_Document section:_
___
Vespa affinis forages close to the ground in grassy areas, forest and wasteland. It has a versatile diet of both carbohydrates such as tree sap, nectar, fruits and larvae saliva and proteinaceous food such as carrion, paper wasps (Polistinae) and bees (Apidae)). Its diet is mainly composed of liquid foods such as nectar from flowers. It also eats bees and collects meat from freshly dead insects. In Singapore it preys on flies attracted to carrion.

The nest of Vespa affinis are built high in trees, but also low in shrubs as well as on houses. Nests built in high trees are generally elongated. In tropical areas the nest is pear-shaped or drop-shaped, but in subtropical regions it is oval with a rounded top. Small nests are ball shaped with a side entrance while larger nests are vertically elongated and may have multiple entrances. The nests have an imbricate envelope with many individual overlapping circular layers of papering. It can reach more than 60 cm in length in tropical regions.

Vespa affinis has gained notoriety in Indonesia for its aggressive behavior and powerful sting, which has a potential for causing a life-threatening anaphylaxis. In 2018, it is reported that seven people died from V. affinis stings.

==Life cycle==
In subtropical Hong Kong, the queens awake from hibernation in April and the colony usually dies in late November or December. In tropical areas, it remains present all year. In tropical areas, the lesser banded hornet is known for multiple queen founding and swarm founding (pleometrosis), where several queens or multiple queens with a swarm of workers from the old nest start a new one together.
___
_Stored dataset items:_
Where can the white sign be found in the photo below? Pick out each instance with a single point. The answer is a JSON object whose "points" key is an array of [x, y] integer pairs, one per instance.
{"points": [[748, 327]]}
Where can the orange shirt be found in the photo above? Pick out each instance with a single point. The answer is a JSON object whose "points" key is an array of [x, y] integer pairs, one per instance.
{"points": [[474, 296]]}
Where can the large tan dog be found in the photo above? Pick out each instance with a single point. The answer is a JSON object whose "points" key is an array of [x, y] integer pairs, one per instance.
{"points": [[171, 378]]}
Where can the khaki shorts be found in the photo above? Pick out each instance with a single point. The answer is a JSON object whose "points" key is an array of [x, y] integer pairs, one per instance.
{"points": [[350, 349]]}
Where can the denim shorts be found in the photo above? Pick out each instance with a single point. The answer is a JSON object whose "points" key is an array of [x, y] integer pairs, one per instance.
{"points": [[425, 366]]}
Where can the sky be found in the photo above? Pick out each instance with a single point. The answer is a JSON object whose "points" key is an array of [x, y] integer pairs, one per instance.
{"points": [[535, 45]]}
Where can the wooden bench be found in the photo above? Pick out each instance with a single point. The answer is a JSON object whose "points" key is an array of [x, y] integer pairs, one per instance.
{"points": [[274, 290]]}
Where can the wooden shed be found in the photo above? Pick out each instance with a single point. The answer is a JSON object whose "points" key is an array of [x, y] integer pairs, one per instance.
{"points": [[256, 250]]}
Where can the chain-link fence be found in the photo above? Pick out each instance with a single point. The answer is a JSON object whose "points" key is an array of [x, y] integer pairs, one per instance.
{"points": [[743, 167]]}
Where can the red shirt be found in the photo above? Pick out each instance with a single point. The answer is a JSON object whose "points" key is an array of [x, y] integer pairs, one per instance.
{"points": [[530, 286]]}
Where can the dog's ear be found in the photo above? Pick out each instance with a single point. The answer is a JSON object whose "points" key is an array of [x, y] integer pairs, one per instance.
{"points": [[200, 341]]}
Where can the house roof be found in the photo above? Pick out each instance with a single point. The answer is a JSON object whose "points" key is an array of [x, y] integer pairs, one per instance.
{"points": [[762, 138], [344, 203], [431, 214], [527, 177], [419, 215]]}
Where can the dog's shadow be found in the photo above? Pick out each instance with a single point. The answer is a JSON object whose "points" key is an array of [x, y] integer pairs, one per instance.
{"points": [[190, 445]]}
___
_Work instruction 1:_ Return the stretch of the text on Vespa affinis from "The nest of" through "V. affinis stings.".
_Work instruction 2:_ Take the text on Vespa affinis further, continuing from the point where it stops.
These records are separate material, unrelated to the text on Vespa affinis.

_Output 1:_
The nest of Vespa affinis are built high in trees, but also low in shrubs as well as on houses. Nests built in high trees are generally elongated. In tropical areas the nest is pear-shaped or drop-shaped, but in subtropical regions it is oval with a rounded top. Small nests are ball shaped with a side entrance while larger nests are vertically elongated and may have multiple entrances. The nests have an imbricate envelope with many individual overlapping circular layers of papering. It can reach more than 60 cm in length in tropical regions.

Vespa affinis has gained notoriety in Indonesia for its aggressive behavior and powerful sting, which has a potential for causing a life-threatening anaphylaxis. In 2018, it is reported that seven people died from V. affinis stings.

_Output 2:_
== Sources ==
- ; 1997: A large queen Asian hornet (Vespa affinis; Hymenoptera: Vespidae) captured live in Arrowtown. Weta, 20: 9–13. PDF
- , 2006, Vespidae of Viet Nam (Insecta: Hymenoptera) 2. Taxonomic Notes on Vespinae. Zoological Science 23: 95–104. (PDF)
- “Vespa affinis (Linnaeus, 1764) Lesser banded hornet”, Wikispaces Classroom article on https://taxo4254.wikispaces.com/8.2. Accessed on 01.10.2017.
- “Vespa affinis”, Wikispecies article on https://species.wikimedia.org/wiki/Vespa_affinis. Accessed on 01.10.2017.
- “Vespa affinis (Linnaeus, 1764)”, at http://www.hornissenschutz.de/vespa_affinis_engl.htm. Accessed on 01.10.2017.
- “Vespa affinis” at http://www.vespa-bicolor.net/main/vespid/vespa-affinis.htm . Accessed on 01.10.2017.
- “Vespa affinis Common Tiger-wasp”. Encyclopedia of Life (EOL) on phttp://eol.org/pages/259323/overview. Accessed on 01.10.2017.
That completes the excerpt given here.